+++ Input data +++
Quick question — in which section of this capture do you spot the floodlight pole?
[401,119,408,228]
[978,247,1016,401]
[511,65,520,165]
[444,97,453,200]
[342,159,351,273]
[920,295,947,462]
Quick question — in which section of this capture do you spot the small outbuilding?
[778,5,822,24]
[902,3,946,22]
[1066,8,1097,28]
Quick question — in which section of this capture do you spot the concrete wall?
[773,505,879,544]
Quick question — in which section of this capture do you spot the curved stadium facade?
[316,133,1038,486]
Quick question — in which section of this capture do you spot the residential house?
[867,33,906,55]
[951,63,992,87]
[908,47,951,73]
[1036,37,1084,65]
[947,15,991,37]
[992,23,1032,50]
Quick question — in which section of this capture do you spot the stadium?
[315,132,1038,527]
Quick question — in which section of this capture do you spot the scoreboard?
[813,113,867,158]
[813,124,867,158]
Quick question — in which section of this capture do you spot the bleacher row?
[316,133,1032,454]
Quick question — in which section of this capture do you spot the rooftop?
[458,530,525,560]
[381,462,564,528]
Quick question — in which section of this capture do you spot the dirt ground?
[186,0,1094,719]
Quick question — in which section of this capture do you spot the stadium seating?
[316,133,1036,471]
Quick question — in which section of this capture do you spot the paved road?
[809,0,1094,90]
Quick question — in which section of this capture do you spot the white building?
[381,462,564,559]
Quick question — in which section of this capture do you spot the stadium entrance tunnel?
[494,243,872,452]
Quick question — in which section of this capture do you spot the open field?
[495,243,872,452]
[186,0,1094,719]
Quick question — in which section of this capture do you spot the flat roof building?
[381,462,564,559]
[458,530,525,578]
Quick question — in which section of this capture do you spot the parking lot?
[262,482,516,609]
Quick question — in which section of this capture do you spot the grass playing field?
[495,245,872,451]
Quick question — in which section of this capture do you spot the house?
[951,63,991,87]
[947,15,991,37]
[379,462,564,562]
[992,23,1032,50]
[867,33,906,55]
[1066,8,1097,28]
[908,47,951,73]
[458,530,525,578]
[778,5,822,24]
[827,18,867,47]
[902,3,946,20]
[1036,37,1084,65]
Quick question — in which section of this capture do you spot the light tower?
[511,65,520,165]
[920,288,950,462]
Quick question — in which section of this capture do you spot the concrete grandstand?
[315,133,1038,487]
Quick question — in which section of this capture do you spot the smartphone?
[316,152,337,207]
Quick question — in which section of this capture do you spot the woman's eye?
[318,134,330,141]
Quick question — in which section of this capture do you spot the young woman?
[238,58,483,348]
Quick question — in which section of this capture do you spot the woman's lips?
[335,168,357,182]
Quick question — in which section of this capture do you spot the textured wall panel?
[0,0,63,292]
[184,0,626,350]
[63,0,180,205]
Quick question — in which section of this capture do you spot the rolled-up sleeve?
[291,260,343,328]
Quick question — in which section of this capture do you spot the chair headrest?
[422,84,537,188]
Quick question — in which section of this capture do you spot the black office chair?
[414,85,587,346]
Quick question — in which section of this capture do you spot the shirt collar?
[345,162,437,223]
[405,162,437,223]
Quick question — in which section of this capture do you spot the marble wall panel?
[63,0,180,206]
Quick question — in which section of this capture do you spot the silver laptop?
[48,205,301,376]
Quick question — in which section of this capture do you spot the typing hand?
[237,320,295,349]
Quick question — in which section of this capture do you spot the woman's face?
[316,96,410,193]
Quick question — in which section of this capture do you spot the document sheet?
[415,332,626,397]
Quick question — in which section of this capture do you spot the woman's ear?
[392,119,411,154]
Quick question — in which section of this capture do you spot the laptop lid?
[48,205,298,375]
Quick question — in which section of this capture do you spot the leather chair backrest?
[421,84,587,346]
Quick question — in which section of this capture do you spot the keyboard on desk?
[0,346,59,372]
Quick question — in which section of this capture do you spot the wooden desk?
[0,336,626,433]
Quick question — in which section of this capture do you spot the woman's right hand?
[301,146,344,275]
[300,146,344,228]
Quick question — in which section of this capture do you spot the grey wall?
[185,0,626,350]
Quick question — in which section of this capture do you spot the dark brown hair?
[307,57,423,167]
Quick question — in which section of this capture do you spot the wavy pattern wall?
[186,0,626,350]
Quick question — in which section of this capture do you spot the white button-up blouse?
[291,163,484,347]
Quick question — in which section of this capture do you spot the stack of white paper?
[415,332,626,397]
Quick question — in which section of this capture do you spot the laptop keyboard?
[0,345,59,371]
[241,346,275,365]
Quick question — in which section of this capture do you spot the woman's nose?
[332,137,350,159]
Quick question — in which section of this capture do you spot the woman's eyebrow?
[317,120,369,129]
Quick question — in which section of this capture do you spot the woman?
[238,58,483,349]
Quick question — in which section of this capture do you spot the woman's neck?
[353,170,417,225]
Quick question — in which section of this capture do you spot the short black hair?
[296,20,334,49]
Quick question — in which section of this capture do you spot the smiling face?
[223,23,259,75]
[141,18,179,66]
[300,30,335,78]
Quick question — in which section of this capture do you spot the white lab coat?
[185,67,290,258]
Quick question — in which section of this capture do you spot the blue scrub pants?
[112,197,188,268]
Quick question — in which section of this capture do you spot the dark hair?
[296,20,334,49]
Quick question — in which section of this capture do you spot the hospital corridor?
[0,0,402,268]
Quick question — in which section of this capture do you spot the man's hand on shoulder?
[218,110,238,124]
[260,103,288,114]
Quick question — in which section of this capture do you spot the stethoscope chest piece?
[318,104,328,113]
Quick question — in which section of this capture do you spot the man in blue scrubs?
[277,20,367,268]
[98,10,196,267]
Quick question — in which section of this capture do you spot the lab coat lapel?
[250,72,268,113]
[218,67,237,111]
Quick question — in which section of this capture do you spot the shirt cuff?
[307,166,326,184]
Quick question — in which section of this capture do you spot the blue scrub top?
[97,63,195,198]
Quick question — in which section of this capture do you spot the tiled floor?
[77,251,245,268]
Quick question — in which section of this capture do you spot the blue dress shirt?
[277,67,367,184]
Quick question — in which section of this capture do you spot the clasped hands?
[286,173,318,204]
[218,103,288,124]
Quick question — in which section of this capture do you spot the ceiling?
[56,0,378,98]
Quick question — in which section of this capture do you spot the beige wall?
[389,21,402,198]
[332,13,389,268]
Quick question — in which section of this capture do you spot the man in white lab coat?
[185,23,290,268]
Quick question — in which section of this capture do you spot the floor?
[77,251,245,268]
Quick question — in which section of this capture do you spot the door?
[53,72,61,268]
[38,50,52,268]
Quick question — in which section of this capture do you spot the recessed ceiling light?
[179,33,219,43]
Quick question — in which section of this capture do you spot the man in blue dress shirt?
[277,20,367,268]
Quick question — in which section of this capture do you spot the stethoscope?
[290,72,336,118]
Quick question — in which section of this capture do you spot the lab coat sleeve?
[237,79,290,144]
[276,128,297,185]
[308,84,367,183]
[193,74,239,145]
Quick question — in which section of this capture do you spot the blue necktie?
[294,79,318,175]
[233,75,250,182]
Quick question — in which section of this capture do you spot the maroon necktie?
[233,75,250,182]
+++
Format all the records above as a Markdown table with two columns, Row and Line. Number each line in Row and leave out blank lines.

| Row | Line |
|---|---|
| 1 | Quick question — in which section of this capture do you spot the floodlight pole? |
| 2 | [401,119,408,228] |
| 3 | [978,247,1016,401] |
| 4 | [511,65,520,165] |
| 5 | [444,97,453,200] |
| 6 | [342,159,351,273] |
| 7 | [920,295,947,462] |
| 8 | Quick question — in which section of this capture do you spot the small outbuilding? |
| 9 | [778,5,822,24] |
| 10 | [902,3,946,22] |
| 11 | [1066,8,1097,28] |
| 12 | Quick question — in which section of this capture do you spot the concrete wall? |
| 13 | [773,505,879,544] |
| 14 | Quick question — in which section of this capture do you spot the curved stadium facade? |
| 15 | [316,133,1038,486] |
| 16 | Quick question — in which section of this capture do you spot the residential house? |
| 17 | [867,33,906,55] |
| 18 | [951,63,992,87] |
| 19 | [908,47,951,73] |
| 20 | [1036,37,1084,65] |
| 21 | [947,15,991,37] |
| 22 | [992,23,1032,50] |
| 23 | Quick question — in which section of this capture do you spot the stadium? |
| 24 | [315,132,1038,527] |
| 25 | Quick question — in which section of this capture do you spot the scoreboard? |
| 26 | [813,113,867,158] |
| 27 | [813,124,867,158] |
| 28 | Quick question — in which section of this capture do you spot the bleacher row? |
| 29 | [316,133,1032,454] |
| 30 | Quick question — in which section of this capture do you spot the rooftop? |
| 31 | [458,530,525,560] |
| 32 | [381,462,564,528] |
| 33 | Quick question — in which section of this capture do you spot the dirt ground? |
| 34 | [186,0,1094,719] |
| 35 | Quick question — in which section of this capture do you spot the stadium seating? |
| 36 | [316,133,1036,471] |
| 37 | Quick question — in which section of this capture do you spot the paved road? |
| 38 | [809,0,1094,90] |
| 39 | Quick question — in which section of this capture do you spot the white building? |
| 40 | [381,462,564,559] |
| 41 | Quick question — in which section of this capture do you spot the stadium entrance tunnel? |
| 42 | [494,243,872,452] |
| 43 | Quick question — in which section of this capture do you spot the open field? |
| 44 | [495,243,872,452] |
| 45 | [186,0,1094,719] |
| 46 | Quick question — in which section of this capture do you spot the flat roof building? |
| 47 | [381,462,564,559] |
| 48 | [458,530,525,578] |
| 49 | Quick question — in which section of this capture do you spot the parking lot? |
| 50 | [262,482,516,609] |
| 51 | Quick question — in which section of this capture do you spot the grass playing field? |
| 52 | [495,245,872,451] |
| 53 | Quick question — in which section of this capture do you spot the house? |
| 54 | [951,63,991,87] |
| 55 | [947,15,991,37] |
| 56 | [379,462,564,562] |
| 57 | [992,23,1032,50] |
| 58 | [867,33,906,55] |
| 59 | [1066,8,1097,28] |
| 60 | [908,47,951,73] |
| 61 | [458,530,525,578] |
| 62 | [778,5,822,24] |
| 63 | [827,18,867,47] |
| 64 | [902,3,946,20] |
| 65 | [1036,37,1084,65] |
| 66 | Quick question — in which section of this capture do you spot the light tower? |
| 67 | [511,65,520,165] |
| 68 | [920,288,950,462] |
| 69 | Quick question — in which section of this capture do you spot the concrete grandstand? |
| 70 | [315,133,1038,487] |
| 71 | Quick question — in which section of this capture do you spot the smartphone? |
| 72 | [316,152,337,207] |
| 73 | Quick question — in which section of this capture do you spot the woman's eye? |
| 74 | [318,134,330,141] |
| 75 | Quick question — in which section of this capture do you spot the young woman? |
| 76 | [238,58,483,348] |
| 77 | Quick question — in which section of this capture do you spot the woman's lips? |
| 78 | [335,168,357,182] |
| 79 | Quick question — in which section of this capture do you spot the textured wall panel? |
| 80 | [0,0,63,292] |
| 81 | [184,0,626,350] |
| 82 | [63,0,180,205] |
| 83 | Quick question — in which section of this capture do you spot the rolled-up sleeve? |
| 84 | [291,260,343,328] |
| 85 | Quick question — in which section of this capture do you spot the chair headrest? |
| 86 | [422,84,537,188] |
| 87 | Quick question — in which section of this capture do you spot the black office chair? |
| 88 | [414,85,587,346] |
| 89 | Quick question — in which section of this capture do you spot the shirt collar? |
| 90 | [345,162,437,223] |
| 91 | [405,162,437,223] |
| 92 | Quick question — in which section of this capture do you spot the marble wall panel? |
| 93 | [63,0,180,206] |
| 94 | Quick question — in which section of this capture do you spot the silver laptop? |
| 95 | [48,205,301,376] |
| 96 | Quick question — in which section of this capture do you spot the typing hand? |
| 97 | [237,320,295,349] |
| 98 | Quick question — in which section of this capture do you spot the woman's face? |
| 99 | [316,96,410,193] |
| 100 | Quick question — in which section of this capture do you spot the document sheet? |
| 101 | [415,332,626,397] |
| 102 | Quick question — in which section of this capture do you spot the woman's ear? |
| 103 | [392,119,411,154] |
| 104 | Quick question — in which section of this capture do you spot the laptop lid? |
| 105 | [48,205,298,375] |
| 106 | Quick question — in which section of this capture do you spot the leather chair backrest? |
| 107 | [421,84,587,346] |
| 108 | Quick question — in which section of this capture do you spot the keyboard on desk? |
| 109 | [0,346,59,372] |
| 110 | Quick question — in which section of this capture do you spot the wooden desk? |
| 111 | [0,336,626,433] |
| 112 | Quick question — in which section of this capture do you spot the woman's right hand? |
| 113 | [301,146,344,275] |
| 114 | [300,146,344,228] |
| 115 | Quick question — in which section of this capture do you spot the grey wall? |
| 116 | [185,0,626,350] |
| 117 | Quick question — in which section of this capture do you spot the dark brown hair? |
| 118 | [307,57,423,167] |
| 119 | Quick question — in which section of this capture do you spot the wavy pattern wall? |
| 120 | [186,0,626,350] |
| 121 | Quick question — in which section of this capture do you spot the white button-up blouse? |
| 122 | [291,163,484,347] |
| 123 | Quick question — in which section of this capture do you spot the stack of white paper? |
| 124 | [415,332,626,397] |
| 125 | Quick question — in which section of this capture do you spot the laptop keyboard? |
| 126 | [0,345,59,371] |
| 127 | [241,346,275,365] |
| 128 | Quick question — in which section of this capture do you spot the woman's nose? |
| 129 | [332,137,350,159] |
| 130 | Quick question — in which section of this capture do you spot the woman's eyebrow? |
| 131 | [317,120,369,129] |
| 132 | Quick question — in which section of this capture do you spot the woman? |
| 133 | [238,58,483,349] |
| 134 | Quick question — in which section of this capture do you spot the woman's neck? |
| 135 | [353,170,417,225] |
| 136 | Quick question — in which section of this capture do you spot the short black hair? |
| 137 | [296,20,334,49] |
| 138 | Quick question — in which section of this capture do you spot the smiling face? |
| 139 | [223,23,259,75] |
| 140 | [141,18,179,66] |
| 141 | [300,30,335,78] |
| 142 | Quick question — in which section of this capture do you spot the white lab coat? |
| 143 | [185,67,290,258] |
| 144 | Quick question — in which section of this capture do you spot the blue scrub pants? |
| 145 | [112,197,188,268] |
| 146 | Quick question — in which section of this capture do you spot the dark hair? |
| 147 | [296,20,334,49] |
| 148 | Quick question — in which section of this capture do you spot the hospital corridor? |
| 149 | [0,0,402,268] |
| 150 | Quick question — in which section of this capture do you spot the man's hand on shoulder? |
| 151 | [218,110,238,124] |
| 152 | [260,103,288,114] |
| 153 | Quick question — in which section of this capture do you spot the stethoscope chest piece? |
| 154 | [318,104,328,113] |
| 155 | Quick question — in which section of this capture do you spot the man in blue scrubs? |
| 156 | [277,20,367,268] |
| 157 | [98,10,196,267] |
| 158 | Quick question — in which section of this capture do you spot the lab coat lapel? |
| 159 | [250,72,268,113] |
| 160 | [218,67,237,111] |
| 161 | Quick question — in which section of this capture do you spot the shirt cuff? |
| 162 | [307,166,326,184] |
| 163 | Quick question — in which section of this capture do you spot the blue scrub top? |
| 164 | [97,63,195,198] |
| 165 | Quick question — in which section of this capture do you spot the tiled floor? |
| 166 | [77,251,245,268] |
| 167 | Quick question — in which section of this capture do you spot the blue dress shirt? |
| 168 | [277,67,367,184] |
| 169 | Quick question — in which section of this capture do you spot the clasped hands? |
| 170 | [286,173,318,204] |
| 171 | [218,103,288,124] |
| 172 | Quick question — in which section of this capture do you spot the ceiling? |
| 173 | [56,0,378,98] |
| 174 | Quick question — in which section of this capture do you spot the beige wall? |
| 175 | [389,21,402,198] |
| 176 | [332,13,389,268] |
| 177 | Quick question — in which section of this capture do you spot the man in white lab coat? |
| 178 | [185,23,290,268] |
| 179 | Quick question — in which section of this capture do you spot the floor? |
| 180 | [77,251,245,268] |
| 181 | Quick question — in which section of this capture do you spot the door? |
| 182 | [53,72,61,268] |
| 183 | [38,50,52,268] |
| 184 | Quick question — in which section of this capture do you spot the recessed ceiling light? |
| 185 | [179,33,219,43] |
| 186 | Quick question — in which section of this capture do you spot the man in blue dress shirt? |
| 187 | [277,20,367,268] |
| 188 | Quick question — in which section of this capture do you spot the stethoscope? |
| 189 | [290,72,336,118] |
| 190 | Quick question — in which section of this capture do you spot the lab coat sleeve? |
| 191 | [237,79,290,144] |
| 192 | [276,128,297,185] |
| 193 | [308,84,367,183] |
| 194 | [193,74,239,145] |
| 195 | Quick question — in which section of this capture do you spot the blue necktie? |
| 196 | [294,79,318,175] |
| 197 | [233,75,250,182] |
| 198 | Quick question — in which section of this capture do you spot the maroon necktie? |
| 199 | [233,75,250,182] |